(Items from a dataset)
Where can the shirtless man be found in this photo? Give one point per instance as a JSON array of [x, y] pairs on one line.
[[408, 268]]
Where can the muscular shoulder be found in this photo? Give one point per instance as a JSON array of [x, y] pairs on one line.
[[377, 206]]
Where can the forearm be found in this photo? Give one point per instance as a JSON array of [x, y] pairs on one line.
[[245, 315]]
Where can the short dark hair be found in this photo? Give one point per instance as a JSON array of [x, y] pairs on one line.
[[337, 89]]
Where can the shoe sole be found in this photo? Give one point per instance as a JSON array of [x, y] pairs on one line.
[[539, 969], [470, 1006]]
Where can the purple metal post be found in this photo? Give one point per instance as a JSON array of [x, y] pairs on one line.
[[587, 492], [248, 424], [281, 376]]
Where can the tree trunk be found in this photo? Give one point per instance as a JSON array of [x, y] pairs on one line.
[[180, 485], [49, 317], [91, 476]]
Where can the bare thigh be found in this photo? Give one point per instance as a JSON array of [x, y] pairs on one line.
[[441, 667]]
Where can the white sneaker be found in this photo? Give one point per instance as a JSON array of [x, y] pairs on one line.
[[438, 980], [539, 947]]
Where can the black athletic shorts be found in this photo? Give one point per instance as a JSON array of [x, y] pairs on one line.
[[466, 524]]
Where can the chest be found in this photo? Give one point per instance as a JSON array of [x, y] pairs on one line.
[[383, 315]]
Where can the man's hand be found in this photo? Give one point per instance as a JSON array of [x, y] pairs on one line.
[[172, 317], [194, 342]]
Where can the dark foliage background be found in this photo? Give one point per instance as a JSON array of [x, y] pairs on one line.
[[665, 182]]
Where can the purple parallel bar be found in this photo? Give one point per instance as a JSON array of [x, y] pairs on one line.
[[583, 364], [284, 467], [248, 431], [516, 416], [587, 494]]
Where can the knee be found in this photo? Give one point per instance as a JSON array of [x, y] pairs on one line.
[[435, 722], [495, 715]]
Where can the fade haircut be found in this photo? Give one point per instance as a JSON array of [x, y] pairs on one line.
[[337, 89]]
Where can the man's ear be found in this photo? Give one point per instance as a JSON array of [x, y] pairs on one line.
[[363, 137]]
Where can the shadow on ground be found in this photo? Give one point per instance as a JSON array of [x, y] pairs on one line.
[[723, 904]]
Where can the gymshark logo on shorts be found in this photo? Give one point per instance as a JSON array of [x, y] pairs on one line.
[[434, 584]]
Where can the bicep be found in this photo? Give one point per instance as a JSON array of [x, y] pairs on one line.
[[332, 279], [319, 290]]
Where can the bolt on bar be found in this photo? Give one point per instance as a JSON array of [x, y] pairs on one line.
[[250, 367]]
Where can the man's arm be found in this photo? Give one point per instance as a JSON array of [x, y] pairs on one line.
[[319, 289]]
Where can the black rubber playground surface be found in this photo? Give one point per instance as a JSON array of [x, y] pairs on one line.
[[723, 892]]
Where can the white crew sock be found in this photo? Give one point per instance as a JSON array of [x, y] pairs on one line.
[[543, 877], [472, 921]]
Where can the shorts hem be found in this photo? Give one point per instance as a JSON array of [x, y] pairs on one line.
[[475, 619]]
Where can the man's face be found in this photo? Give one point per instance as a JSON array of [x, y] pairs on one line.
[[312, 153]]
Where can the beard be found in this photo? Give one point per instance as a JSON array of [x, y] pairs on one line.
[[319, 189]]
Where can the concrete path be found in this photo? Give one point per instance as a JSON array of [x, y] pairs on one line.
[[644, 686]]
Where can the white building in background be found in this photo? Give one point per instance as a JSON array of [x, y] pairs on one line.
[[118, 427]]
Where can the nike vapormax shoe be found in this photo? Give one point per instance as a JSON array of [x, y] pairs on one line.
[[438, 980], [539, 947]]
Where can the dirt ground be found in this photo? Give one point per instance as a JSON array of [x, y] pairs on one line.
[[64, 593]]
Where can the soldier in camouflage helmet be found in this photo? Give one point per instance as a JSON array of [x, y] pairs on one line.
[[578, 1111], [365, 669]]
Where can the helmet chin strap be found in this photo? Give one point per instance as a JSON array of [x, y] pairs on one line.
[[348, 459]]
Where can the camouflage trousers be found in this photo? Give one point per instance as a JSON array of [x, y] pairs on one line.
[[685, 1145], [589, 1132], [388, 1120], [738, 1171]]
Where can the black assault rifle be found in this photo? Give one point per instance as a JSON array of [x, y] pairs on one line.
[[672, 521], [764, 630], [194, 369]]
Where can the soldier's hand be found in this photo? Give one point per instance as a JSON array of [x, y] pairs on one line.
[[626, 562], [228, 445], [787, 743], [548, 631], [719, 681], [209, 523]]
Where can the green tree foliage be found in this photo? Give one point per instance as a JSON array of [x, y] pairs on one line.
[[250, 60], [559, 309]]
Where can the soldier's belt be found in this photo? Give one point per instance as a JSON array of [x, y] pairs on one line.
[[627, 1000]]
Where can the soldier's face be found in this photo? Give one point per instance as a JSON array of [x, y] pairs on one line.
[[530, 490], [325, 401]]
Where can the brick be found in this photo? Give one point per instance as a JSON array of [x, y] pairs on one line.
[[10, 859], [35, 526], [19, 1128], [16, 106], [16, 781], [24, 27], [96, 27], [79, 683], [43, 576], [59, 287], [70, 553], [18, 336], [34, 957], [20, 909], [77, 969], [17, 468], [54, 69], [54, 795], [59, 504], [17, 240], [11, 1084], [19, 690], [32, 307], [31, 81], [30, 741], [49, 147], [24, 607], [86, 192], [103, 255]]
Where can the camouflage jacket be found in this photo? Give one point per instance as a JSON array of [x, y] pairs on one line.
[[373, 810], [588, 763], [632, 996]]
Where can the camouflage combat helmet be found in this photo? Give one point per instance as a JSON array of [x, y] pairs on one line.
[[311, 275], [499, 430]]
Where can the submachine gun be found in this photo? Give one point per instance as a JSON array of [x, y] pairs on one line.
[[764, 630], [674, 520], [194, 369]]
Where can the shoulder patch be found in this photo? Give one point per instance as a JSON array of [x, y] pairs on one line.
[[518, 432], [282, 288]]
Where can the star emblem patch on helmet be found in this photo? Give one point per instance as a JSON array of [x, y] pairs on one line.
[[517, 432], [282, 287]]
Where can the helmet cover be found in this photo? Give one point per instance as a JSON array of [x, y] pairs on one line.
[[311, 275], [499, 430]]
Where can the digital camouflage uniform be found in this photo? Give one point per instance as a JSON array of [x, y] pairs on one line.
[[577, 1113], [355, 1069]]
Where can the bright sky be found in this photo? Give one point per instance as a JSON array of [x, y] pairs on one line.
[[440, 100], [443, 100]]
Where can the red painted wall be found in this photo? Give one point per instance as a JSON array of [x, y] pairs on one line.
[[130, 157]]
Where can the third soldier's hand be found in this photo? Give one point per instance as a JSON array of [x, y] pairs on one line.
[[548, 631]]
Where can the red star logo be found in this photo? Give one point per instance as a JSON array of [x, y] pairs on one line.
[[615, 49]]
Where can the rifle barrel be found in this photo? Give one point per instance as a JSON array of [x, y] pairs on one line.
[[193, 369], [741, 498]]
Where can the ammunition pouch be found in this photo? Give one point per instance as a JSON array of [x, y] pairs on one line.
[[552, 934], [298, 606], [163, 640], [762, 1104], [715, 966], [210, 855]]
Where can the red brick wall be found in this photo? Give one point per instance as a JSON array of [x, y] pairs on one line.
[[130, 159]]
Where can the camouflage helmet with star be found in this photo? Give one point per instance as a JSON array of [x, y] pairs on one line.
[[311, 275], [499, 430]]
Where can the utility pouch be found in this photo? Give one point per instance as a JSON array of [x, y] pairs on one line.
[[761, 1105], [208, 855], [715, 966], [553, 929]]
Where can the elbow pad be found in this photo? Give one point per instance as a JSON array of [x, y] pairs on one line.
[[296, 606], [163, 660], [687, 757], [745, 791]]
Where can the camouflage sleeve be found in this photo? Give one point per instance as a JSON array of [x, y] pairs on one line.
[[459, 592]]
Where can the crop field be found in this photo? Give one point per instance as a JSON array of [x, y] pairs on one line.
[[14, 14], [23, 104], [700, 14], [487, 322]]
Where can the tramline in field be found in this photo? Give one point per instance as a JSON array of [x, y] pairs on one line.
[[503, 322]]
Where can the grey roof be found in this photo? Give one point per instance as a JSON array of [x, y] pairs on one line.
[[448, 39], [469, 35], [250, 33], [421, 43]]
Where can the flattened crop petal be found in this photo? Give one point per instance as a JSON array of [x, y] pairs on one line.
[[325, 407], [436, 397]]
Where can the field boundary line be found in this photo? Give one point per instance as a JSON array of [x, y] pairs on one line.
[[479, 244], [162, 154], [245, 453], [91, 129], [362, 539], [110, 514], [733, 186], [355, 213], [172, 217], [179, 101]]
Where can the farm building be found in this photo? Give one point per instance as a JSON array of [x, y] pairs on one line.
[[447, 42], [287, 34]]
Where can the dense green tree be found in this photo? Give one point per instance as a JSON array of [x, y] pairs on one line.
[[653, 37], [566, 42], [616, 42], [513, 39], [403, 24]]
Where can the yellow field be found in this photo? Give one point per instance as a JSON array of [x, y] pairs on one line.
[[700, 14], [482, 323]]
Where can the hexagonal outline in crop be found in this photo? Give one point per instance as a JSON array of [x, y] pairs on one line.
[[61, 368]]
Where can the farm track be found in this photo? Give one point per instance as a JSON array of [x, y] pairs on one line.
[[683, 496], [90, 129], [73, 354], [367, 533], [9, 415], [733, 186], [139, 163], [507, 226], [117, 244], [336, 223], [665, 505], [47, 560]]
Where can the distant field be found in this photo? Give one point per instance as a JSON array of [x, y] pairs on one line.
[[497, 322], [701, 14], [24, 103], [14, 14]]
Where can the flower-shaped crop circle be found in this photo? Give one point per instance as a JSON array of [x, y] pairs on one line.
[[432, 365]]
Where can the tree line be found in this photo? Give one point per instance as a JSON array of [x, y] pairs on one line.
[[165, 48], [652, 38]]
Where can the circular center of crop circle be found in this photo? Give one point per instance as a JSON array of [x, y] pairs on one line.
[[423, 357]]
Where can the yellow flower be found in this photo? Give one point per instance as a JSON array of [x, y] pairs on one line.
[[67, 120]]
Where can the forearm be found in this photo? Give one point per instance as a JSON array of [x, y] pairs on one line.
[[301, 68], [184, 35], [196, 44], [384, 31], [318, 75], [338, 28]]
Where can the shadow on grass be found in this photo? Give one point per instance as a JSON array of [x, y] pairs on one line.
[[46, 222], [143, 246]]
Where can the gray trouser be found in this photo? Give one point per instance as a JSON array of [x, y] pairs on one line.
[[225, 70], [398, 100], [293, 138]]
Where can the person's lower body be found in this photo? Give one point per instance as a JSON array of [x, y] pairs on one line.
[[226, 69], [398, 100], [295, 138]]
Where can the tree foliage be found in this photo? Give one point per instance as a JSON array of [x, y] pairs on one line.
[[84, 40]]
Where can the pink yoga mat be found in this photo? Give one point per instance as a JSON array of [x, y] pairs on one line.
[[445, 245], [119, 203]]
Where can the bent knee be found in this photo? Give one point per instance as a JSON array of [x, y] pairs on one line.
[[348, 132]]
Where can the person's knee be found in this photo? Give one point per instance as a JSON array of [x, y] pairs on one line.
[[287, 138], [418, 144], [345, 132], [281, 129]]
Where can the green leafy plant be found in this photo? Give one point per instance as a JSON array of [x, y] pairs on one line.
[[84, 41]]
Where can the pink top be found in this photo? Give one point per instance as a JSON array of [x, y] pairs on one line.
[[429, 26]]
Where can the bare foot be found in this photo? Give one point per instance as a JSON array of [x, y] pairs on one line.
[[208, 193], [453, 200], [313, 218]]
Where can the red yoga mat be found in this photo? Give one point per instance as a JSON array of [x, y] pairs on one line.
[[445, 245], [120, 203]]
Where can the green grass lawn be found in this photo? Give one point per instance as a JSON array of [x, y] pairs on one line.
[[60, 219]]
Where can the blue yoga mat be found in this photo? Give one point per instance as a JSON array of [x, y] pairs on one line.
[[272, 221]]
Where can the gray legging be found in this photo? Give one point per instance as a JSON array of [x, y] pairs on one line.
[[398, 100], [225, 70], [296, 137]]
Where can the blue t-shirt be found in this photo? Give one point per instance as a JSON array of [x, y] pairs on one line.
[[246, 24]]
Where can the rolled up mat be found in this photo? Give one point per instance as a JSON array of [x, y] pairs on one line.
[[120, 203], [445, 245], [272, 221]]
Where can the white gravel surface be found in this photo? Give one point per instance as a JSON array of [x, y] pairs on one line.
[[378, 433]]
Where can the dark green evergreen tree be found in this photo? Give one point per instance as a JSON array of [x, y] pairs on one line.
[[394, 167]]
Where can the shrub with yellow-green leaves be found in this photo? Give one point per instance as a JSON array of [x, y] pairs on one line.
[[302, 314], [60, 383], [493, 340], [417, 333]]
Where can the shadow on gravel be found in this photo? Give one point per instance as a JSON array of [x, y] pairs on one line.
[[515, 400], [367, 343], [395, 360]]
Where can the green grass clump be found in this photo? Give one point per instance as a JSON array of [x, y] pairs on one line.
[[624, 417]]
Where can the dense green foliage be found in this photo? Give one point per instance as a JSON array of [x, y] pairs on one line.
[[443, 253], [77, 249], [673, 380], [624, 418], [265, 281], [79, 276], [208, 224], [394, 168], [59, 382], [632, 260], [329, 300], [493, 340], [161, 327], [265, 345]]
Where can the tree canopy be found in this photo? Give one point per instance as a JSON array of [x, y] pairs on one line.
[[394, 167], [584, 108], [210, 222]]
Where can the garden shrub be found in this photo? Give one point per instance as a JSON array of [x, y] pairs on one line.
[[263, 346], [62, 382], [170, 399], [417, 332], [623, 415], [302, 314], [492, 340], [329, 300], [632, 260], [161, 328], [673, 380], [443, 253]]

▸ **Task directions**: Please put the stretch of the items from the line containing "Where can the flower-shaped" through the line containing "[[423, 357]]" into a Markdown table with the columns Row and Line, one numbered row per line, with blank lines left out.

▸ **Full output**:
| Row | Line |
|---|---|
| 1 | Where can the flower-shaped crop circle be found in this photo? Give one point per instance as a JSON array of [x, y] pairs on one line. |
| 2 | [[432, 365]] |
| 3 | Where can the tree line be found in this photo? Give one point per instance as a JSON array of [x, y] pairs on one line. |
| 4 | [[165, 48], [652, 38]] |
| 5 | Where can the circular center of crop circle be found in this photo? Give one point per instance as a JSON array of [x, y] pairs on one line. |
| 6 | [[423, 357]] |